Start of Page extract

Clipper Staff Writer

SALT LAKE CITY — When the Salt Lake Theological Seminary closed in the fall of 2008, it left a void for many seeking a college-level Christian theological education, including some students from Davis County.

But the seminary didn’t disappear and its staff (now serving as volunteers) continued listening for God’s leading concerning the school’s next step.

That has led to a new vision of again offering undergraduate Christian higher education, providing students with solid biblical knowledge and practical skills for lifelong learning needed for effective service, not only in the church, but in an increasingly multi-cultural community, Academic Dean Thomas McClenahan wrote in a recent newsletter.

McClenahan said the vision was confirmed by several Christian leaders in the community. “There is definitely an ongoing need, both among established congregations and emerging groups — mainstream American and immigrant refugee communities of Christian faith, for pastoral leadership and other areas of ministry.”

David Rowe, a Centerville resident, who serves as the seminary’s spiritual dean said “Our target clientele will definitely, intentionally, get broadened to become accessible to those immigrant and refugee communities in ways we have not before.”

Rowe shared that a noted leader of an ethnically non-anglo church in the area, told the seminary’s leadership that this is a great need in Utah. The pastor told Rowe that of 30 or so pastors in his circle of churches, only six have bachelor’s degrees. “Our vision is to serve such needs as this among the emerging leaders of Wasatch Front churches,” Rowe said.

Workshops for emerging and existing leaders will soon be offered, followed by a pilot undergraduate program and courses for emerging leaders, McClenahan said.

A continuing education program for existing leaders is now in the works and conversations are under way with a couple of nationally-known seminaries in hopes if partnering with a national institution to make graduate programs available in the future.

When the undergraduate program gets under way, classes will be held at various locations along the Wasatch Front, with some classes held at the First Congregational Church, 2150 S. Foothill Drive, Salt Lake City, where the seminary’s office is now located.

The seminary’s 30,000 volume library is also located at the church and is currently open for use by the Christian community on Tuesday afternoons, or by appointment.

End of Page extract
Start of Material provided

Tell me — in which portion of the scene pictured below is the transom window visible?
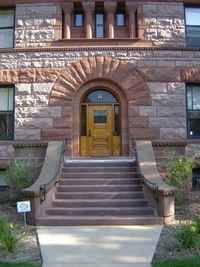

End of Material provided

*Tasks and exercises*:
(a) From the seminary article, reproduce word for word the passage between "Clipper Staff Writer" and "school’s next step.", inclusive.
(b) According to the seminary article, when is the seminary's library currently open for use by the Christian community?

*Final answers*:
(a)
Clipper Staff Writer

SALT LAKE CITY — When the Salt Lake Theological Seminary closed in the fall of 2008, it left a void for many seeking a college-level Christian theological education, including some students from Davis County.

But the seminary didn’t disappear and its staff (now serving as volunteers) continued listening for God’s leading concerning the school’s next step.

(b) On Tuesday afternoons, or by appointment.